**Provided passage**
#####
Terms and Conditions

The following terms and conditions (“Terms & Conditions”) govern all services provided by Ancora Warehousing & Logistics, LLC (the “Company”).  Any act of tendering goods for storage or requesting other services by Company shall constitute acceptance of these Terms & Conditions and any additional terms contained in any quote/business confirmation issued by Company to Depositor.

SECTION 1 – DEFINITIONS.  As used herein, the following terms have the following meanings: (a) Depositor. The shipper, consignee, or owner of the Goods or the shipper’s, consignee’s, or owner’s contractors or agents, and anyone else claiming an interest in the Goods.  (b) Company.  Ancora Warehousing & Logistics, LLC, and officers, directors, employees and agents of the Company while acting within the scope and course of their employment.  (c) Goods. The merchandise, cargo, or freight that Depositor tenders for storage and/or any portion thereof and/or which Company has agreed to receive and/or store.

SECTION 2 - TENDER OF GOODS.
#####
**Data extract**
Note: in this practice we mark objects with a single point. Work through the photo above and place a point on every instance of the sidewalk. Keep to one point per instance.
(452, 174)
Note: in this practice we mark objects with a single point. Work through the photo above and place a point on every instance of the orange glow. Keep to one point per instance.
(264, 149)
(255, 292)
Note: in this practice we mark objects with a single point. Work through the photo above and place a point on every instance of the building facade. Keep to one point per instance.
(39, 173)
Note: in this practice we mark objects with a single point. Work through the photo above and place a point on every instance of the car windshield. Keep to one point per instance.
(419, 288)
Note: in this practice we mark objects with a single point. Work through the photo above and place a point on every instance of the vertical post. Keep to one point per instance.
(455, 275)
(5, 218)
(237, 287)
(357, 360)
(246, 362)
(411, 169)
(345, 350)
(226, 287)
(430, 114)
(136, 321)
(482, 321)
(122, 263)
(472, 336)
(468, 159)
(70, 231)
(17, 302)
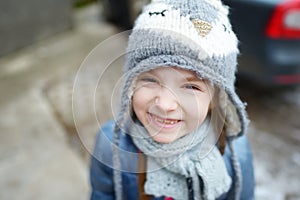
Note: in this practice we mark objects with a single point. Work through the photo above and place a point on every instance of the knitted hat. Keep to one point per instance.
(194, 35)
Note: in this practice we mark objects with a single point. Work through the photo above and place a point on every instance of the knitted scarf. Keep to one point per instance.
(193, 156)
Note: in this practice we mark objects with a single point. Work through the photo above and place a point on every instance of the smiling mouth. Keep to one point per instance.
(166, 122)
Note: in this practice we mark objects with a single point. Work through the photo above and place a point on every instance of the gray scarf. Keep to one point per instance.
(192, 156)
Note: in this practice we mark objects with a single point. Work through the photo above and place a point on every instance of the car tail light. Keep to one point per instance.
(285, 21)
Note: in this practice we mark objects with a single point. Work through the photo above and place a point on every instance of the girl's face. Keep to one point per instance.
(171, 102)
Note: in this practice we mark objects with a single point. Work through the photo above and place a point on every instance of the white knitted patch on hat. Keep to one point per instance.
(220, 41)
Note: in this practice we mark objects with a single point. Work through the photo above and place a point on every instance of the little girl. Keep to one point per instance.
(180, 130)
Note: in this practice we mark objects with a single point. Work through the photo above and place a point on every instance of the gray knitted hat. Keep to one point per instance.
(194, 35)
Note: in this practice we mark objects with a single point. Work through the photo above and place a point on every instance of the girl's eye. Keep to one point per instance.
(193, 87)
(149, 80)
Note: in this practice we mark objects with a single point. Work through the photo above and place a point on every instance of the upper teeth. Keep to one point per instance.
(165, 121)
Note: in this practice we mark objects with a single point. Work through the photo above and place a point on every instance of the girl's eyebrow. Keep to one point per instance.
(192, 79)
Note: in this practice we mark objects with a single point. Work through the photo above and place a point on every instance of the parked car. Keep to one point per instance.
(269, 34)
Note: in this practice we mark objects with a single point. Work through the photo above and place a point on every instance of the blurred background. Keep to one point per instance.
(44, 154)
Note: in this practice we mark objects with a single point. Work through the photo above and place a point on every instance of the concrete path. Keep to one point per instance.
(38, 157)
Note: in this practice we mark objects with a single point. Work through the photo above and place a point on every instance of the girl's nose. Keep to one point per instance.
(166, 100)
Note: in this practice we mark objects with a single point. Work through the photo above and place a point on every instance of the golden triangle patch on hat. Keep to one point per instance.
(203, 28)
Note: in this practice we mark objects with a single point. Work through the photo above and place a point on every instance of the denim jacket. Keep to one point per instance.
(101, 173)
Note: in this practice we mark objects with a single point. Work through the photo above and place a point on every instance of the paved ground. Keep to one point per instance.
#####
**Given problem 1**
In the terms and conditions, write out everything from "SECTION 1 –" down to "TENDER OF GOODS.", substituting "Customer" for "Depositor" throughout.
**Given problem 2**
Answer these questions from the terms and conditions, each in a short phrase:
(a) Which business's services do these terms govern?
(b) What acts constitute acceptance of the terms?
(c) Under the definitions, what kinds of items count as Goods?

**Finished answer 1**
SECTION 1 – DEFINITIONS.  As used herein, the following terms have the following meanings: (a) Customer. The shipper, consignee, or owner of the Goods or the shipper’s, consignee’s, or owner’s contractors or agents, and anyone else claiming an interest in the Goods.  (b) Company.  Ancora Warehousing & Logistics, LLC, and officers, directors, employees and agents of the Company while acting within the scope and course of their employment.  (c) Goods. The merchandise, cargo, or freight that Customer tenders for storage and/or any portion thereof and/or which Company has agreed to receive and/or store.

SECTION 2 - TENDER OF GOODS.

**Finished answer 2**
(a) Ancora Warehousing & Logistics, LLC.
(b) Tendering goods for storage or requesting other services.
(c) The merchandise, cargo, or freight that Depositor tenders for storage, or that Company has agreed to receive or store, including any portion of it.